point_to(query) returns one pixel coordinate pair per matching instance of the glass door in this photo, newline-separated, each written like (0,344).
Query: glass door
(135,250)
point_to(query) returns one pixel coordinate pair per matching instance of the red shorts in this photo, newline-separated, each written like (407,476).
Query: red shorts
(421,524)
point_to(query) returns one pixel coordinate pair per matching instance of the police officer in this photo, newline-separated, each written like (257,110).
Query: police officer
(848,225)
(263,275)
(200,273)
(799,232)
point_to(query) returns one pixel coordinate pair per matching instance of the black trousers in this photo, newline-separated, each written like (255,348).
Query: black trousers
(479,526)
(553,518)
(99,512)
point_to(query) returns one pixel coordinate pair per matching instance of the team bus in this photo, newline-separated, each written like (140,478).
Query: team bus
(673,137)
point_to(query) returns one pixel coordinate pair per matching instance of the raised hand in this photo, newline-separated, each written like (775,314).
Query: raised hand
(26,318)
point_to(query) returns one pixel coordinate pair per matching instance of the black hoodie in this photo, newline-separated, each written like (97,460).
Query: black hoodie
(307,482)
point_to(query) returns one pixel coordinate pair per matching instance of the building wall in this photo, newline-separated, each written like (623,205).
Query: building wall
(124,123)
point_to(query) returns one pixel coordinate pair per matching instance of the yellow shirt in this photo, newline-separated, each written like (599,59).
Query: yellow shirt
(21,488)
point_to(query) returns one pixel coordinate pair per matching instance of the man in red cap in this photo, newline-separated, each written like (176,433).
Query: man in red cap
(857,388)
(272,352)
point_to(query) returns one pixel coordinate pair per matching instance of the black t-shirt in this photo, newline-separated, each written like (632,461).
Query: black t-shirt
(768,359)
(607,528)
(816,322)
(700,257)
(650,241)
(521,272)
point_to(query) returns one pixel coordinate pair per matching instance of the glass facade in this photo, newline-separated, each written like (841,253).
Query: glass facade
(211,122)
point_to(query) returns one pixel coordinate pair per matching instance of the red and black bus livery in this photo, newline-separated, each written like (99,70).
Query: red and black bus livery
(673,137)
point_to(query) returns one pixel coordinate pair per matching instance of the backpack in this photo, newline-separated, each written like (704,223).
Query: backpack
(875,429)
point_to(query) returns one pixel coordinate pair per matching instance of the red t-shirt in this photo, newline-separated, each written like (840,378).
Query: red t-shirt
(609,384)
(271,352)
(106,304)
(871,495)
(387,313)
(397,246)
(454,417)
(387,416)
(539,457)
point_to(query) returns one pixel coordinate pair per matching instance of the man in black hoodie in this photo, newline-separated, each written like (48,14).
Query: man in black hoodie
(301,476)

### EXERCISE
Would you be able to transcribe every line of the data exactly?

### FINAL ANSWER
point_to(query) returns one pixel coordinate pair per matching instance of the glass door in this photo, newline-separated, each written like (0,344).
Query: glass door
(135,250)
point_to(query) returns one pixel coordinate pair per matching instance of the red shorts in this photo, newline-separated, each written like (407,476).
Query: red shorts
(421,524)
point_to(query) returns one pixel coordinate pair per matching instance of the police officer in this photo, newline-separated, each written like (257,110).
Query: police officer
(848,225)
(263,275)
(200,273)
(799,232)
point_to(query) returns one pixel coordinate pair per matching instance of the black trousers in this photo, newline-separated, each written like (255,348).
Query: black trousers
(479,526)
(553,518)
(99,512)
point_to(query) returns one pixel coordinate pair per matching instance of the team bus in this photo, newline-separated, each written like (140,478).
Query: team bus
(673,137)
point_to(query) returns one pixel coordinate pair per matching instance of the raised hand in this photo, newline-separated, each written like (775,314).
Query: raised hand
(26,318)
point_to(query) returns one pixel coordinate pair per matching instance of the black hoodie in this photo, newline-separated, each written like (97,460).
Query: black hoodie
(307,482)
point_to(query) returns one pixel coordinate pair per matching instance of the building wall in this photo, newline-separated, each written like (623,205).
Query: building wall
(124,123)
point_to(query) returns one pixel coordinate pair per matching instance of the yellow shirt in this photo, newline-separated, each written like (599,59).
Query: yellow shirt
(21,488)
point_to(query) returns one pixel coordinate pair per matching instance of the man in red cap in this photo, newline-separated, each written like (176,433).
Query: man in red cap
(857,388)
(272,352)
point_to(query) returns one pixel coordinate pair per matching instance of the black t-shirt in this photo, newline-separated, each written like (632,461).
Query: black t-shirt
(768,359)
(607,528)
(816,322)
(700,257)
(650,241)
(521,272)
point_to(query) returns one pixel coordinate pair per matching instance of the glass facade in this photo, newline-separated, each written like (841,253).
Query: glass facade
(211,122)
point_to(query) returns one pixel coordinate pair per matching instance of the red and black bus livery in this photo, newline-separated, each written like (99,70).
Query: red and black bus livery
(673,137)
point_to(query) returns one pixel coordinate pair per matching instance of the backpack in this photo, newline-separated, each written like (704,223).
Query: backpack
(875,429)
point_to(query) returns one pixel coordinate pair per matching instance of the red t-shirt in this photo, newline-separated, each written like (840,378).
Query: red t-shirt
(609,384)
(271,352)
(106,304)
(871,495)
(387,313)
(397,246)
(454,417)
(387,416)
(539,457)
point_to(query) returns one pixel coordinate pair per matching instance of the man in black hoodie in this photo, newline-separated, each written like (48,14).
Query: man in black hoodie
(301,476)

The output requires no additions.